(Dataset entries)
╔══
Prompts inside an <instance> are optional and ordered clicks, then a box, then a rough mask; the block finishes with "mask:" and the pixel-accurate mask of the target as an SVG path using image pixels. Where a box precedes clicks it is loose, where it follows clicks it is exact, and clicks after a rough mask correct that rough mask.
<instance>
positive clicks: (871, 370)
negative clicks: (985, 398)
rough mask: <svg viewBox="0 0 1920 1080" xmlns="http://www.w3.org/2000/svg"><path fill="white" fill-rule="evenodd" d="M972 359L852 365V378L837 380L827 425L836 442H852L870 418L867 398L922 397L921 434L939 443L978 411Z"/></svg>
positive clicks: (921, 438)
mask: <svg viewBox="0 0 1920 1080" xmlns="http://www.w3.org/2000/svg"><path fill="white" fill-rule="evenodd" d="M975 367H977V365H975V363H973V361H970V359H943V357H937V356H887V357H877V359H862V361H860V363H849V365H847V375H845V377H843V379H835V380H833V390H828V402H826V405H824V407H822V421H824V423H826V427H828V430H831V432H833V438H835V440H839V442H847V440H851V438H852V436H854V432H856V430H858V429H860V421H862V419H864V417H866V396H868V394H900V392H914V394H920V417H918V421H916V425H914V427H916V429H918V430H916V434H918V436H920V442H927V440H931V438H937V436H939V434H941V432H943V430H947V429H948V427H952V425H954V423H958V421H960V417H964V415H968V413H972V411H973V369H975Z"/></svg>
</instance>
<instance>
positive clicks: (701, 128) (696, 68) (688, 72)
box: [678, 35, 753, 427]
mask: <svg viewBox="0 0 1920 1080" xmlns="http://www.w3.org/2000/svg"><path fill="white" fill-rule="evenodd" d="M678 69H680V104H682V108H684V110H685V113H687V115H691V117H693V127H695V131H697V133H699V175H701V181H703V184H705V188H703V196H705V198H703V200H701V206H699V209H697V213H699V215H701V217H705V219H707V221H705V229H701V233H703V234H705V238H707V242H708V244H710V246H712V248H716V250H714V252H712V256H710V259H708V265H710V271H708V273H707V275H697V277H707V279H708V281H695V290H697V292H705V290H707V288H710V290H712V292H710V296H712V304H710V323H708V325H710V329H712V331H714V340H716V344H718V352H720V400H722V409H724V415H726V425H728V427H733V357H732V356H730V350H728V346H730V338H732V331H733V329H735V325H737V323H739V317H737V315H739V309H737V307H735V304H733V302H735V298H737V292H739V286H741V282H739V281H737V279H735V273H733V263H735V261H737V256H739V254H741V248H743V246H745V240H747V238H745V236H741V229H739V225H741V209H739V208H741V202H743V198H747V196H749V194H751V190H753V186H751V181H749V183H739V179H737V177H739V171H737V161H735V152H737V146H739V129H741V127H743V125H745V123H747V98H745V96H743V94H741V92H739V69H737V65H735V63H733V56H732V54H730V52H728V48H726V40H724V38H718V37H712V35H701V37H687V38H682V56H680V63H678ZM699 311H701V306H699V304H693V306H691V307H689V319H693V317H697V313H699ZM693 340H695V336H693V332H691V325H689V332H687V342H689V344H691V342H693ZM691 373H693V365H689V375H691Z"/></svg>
╚══
- [Brief]
Reproduce all of the material above verbatim, line for line.

- [Worked solution]
Prompts inside an <instance> are optional and ordered clicks, then a box, then a rough mask; the block finishes with "mask:" and the pixel-accurate mask of the target as an SVG path using image pixels. Where a box precedes clicks it is loose, where it follows clicks it is exact, and clicks after a rough mask correct that rough mask.
<instance>
positive clicks: (871, 370)
negative clicks: (985, 398)
rough mask: <svg viewBox="0 0 1920 1080" xmlns="http://www.w3.org/2000/svg"><path fill="white" fill-rule="evenodd" d="M972 359L852 365V378L837 380L827 425L836 442H852L870 418L867 398L922 397L921 434L939 443L978 411Z"/></svg>
positive clicks: (921, 438)
mask: <svg viewBox="0 0 1920 1080" xmlns="http://www.w3.org/2000/svg"><path fill="white" fill-rule="evenodd" d="M975 367H977V365H975V363H973V361H970V359H943V357H937V356H887V357H877V359H862V361H860V363H849V365H847V375H845V377H843V379H835V380H833V390H828V402H826V405H824V407H822V421H824V423H826V427H828V430H831V432H833V438H835V440H839V442H847V440H851V438H852V436H854V432H856V430H858V429H860V421H862V419H864V417H866V396H868V394H900V392H914V394H920V417H918V421H916V425H914V427H916V429H918V430H916V434H918V436H920V442H927V440H931V438H937V436H939V434H941V432H943V430H947V429H948V427H952V425H954V423H958V421H960V417H964V415H968V413H972V411H973V369H975Z"/></svg>
</instance>
<instance>
positive clicks: (701, 128) (696, 68) (688, 72)
box: [678, 35, 753, 427]
mask: <svg viewBox="0 0 1920 1080" xmlns="http://www.w3.org/2000/svg"><path fill="white" fill-rule="evenodd" d="M678 69H680V104H682V108H684V110H685V113H687V115H691V117H693V127H695V131H697V133H699V175H701V181H703V184H705V188H703V196H705V198H703V200H701V206H699V209H697V213H699V215H701V217H705V219H707V221H705V229H701V233H703V234H705V238H707V242H708V244H710V246H712V248H716V250H714V252H712V256H710V259H708V265H710V271H708V273H707V275H697V277H707V279H708V281H695V290H697V292H705V290H707V288H710V290H712V292H710V296H712V304H710V323H708V325H710V329H712V331H714V340H716V344H718V352H720V400H722V409H724V415H726V425H728V427H733V357H732V356H730V350H728V346H730V338H732V331H733V329H735V325H737V323H739V317H737V315H739V309H737V307H735V304H733V302H735V298H737V292H739V286H741V282H739V281H737V279H735V273H733V263H735V261H737V256H739V254H741V248H743V246H745V240H747V238H745V236H741V229H739V225H741V209H739V208H741V202H743V198H747V196H749V194H751V190H753V186H751V181H749V183H739V179H737V177H739V171H737V161H735V152H737V146H739V129H741V127H743V125H745V123H747V98H745V96H743V94H741V92H739V69H737V65H735V63H733V56H732V54H730V52H728V48H726V40H724V38H718V37H712V35H701V37H687V38H682V56H680V63H678ZM699 311H701V306H699V304H693V306H691V307H689V319H693V317H697V313H699ZM693 340H695V336H693V332H691V325H689V332H687V342H689V344H691V342H693ZM691 373H693V365H689V375H691Z"/></svg>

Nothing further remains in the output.